**EXERCISE GOAL**: The answer must be an exact reproduction of all the entries.

___ GIVEN RECORDS

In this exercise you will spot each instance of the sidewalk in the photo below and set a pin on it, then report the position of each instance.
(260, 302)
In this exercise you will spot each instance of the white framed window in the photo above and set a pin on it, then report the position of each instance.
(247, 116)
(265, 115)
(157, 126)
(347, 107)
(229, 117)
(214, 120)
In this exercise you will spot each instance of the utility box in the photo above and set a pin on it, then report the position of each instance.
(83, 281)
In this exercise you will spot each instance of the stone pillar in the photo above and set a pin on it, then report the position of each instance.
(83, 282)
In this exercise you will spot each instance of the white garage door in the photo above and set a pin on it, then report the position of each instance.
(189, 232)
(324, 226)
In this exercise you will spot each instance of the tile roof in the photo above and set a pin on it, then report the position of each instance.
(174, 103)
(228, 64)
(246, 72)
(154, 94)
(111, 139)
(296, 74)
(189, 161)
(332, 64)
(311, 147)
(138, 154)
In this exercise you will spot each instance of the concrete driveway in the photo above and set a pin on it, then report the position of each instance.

______

**RESPONSE**:
In this exercise you will spot each instance of the sidewalk in the photo below and set a pin on it, then report the position of each instance.
(260, 302)
In this exercise you will spot each instance of the white framed window in the photo above and set a pin on it, then report the position of each instance.
(247, 116)
(265, 115)
(157, 126)
(347, 107)
(229, 117)
(214, 120)
In this exercise you will spot each instance of the utility box in the photo above and set a pin on it, then report the position of each instance.
(83, 281)
In this exercise you will spot each instance of the stone pillar in the photo above and set a pin on it, then report the position of each instance.
(83, 282)
In this exercise you will spot each instance of the white garage door in the photo above and set a pin on it, then report the position of each instance.
(189, 232)
(324, 226)
In this exercise you will spot each instance of the tile roof in the photo above and set a pin on it, then report the position of each instance.
(174, 103)
(228, 64)
(246, 72)
(154, 94)
(111, 139)
(296, 74)
(189, 161)
(332, 64)
(311, 147)
(138, 154)
In this exercise you will spot each instance of the concrete driveway in the photo above and set a pin on it, then report the position of each instance.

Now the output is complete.